HOLDER FOR AN ELEVATOR DOOR PROTECTION

ELEMENT

1. Field of the Invention

This invention generally relates to elevator systems. More particularly, this invention relates to elevator door protection systems.

2. Description of the Related Art

Elevator systems typically include an elevator car that travels between different levels within a building. The car has car doors that open and close to allow access to the car. It is known to provide various types of door protection arrangements for detecting the presence of an object or individual in the pathway of the doors. Such door protection arrangements allow for controlling door positions to avoid undesirable contact between the doors and an individual standing in the pathway of the doors, for example. The usual arrangement includes an array of emitting elements on one car door, and an array of receiver detecting elements on the oppositely facing door.

################

▶ [Required tasks]
1. Decide whether each statement below agrees with the elevator door protection passage. Answer yes or no, and quote the words from the passage that settle it.
(a) In the usual arrangement, the emitting elements and the receiver elements are mounted on the same car door.
(b) The invention more particularly relates to elevator door protection systems.
(c) Door protection arrangements detect the presence of an object or individual in the pathway of the doors.
2. Answer these questions using the elevator door protection passage.
(a) Between what does an elevator car travel?
(b) What do the car doors open and close to allow?
(c) What is the title of the invention?
3. Continue the elevator door protection passage, beginning right after its final sentence.

[Coordinate labeling data]

################

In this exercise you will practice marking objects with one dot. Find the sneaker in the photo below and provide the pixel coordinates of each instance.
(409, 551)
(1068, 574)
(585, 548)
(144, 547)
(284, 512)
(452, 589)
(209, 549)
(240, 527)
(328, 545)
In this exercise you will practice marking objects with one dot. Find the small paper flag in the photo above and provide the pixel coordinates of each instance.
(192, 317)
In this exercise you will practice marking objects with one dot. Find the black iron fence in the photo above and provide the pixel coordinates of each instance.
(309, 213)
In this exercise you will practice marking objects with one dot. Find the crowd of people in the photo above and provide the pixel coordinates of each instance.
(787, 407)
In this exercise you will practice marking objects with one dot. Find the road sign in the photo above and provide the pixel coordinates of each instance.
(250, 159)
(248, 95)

################

▶ [Results]
1.
(a) No: "an array of emitting elements on one car door, and an array of receiver detecting elements on the oppositely facing door"
(b) Yes: "More particularly, this invention relates to elevator door protection systems."
(c) Yes: "for detecting the presence of an object or individual in the pathway of the doors"

2.
(a) Different levels within a building
(b) Access to the car
(c) Holder for an elevator door protection element

3.
Many door protection systems provide a two-dimensional field of view that is generally parallel to the plane of the doors. Other systems include a three- dimensional field of view that extends beyond the plane of the doors. In order to provide accurate detection for either a two-dimensional or three-dimensional arrangement, it is important to carefully align the emitter elements so that they point in a specific direction. For example, in a three-dimensional arrangement, the emitters must be aligned so that they point out toward a lobby or hallway at a given angle. That provides for energy reflecting off an object to be detected by the system to prevent closing a door, for example. At the same time, the energy emitted by the emitters must not be allowed to travel straight across the opening to another receiver or that may be interpreted by the system as an object in the field of vision. It is known to use baffles across emitters for blocking the energy in such a direction.

One example approach is to carefully align a lens in front of each emitter and receiver to direct the energy in the appropriate direction. For a three-dimensional arrangement, the lens typically is displaced laterally from the emitter so that only

energy proceeding at the desired angle is collected by the lens and collimated. One drawback to such arrangements is that they limit the useful solid angle of the energy (i.e., vignetting) used for detecting and they limit the potential intensity of the collimated energy. Additionally, the radiation characteristic of the energy becomes altered by the lens and some stray energy may be directed across to the receivers, which causes a false detect.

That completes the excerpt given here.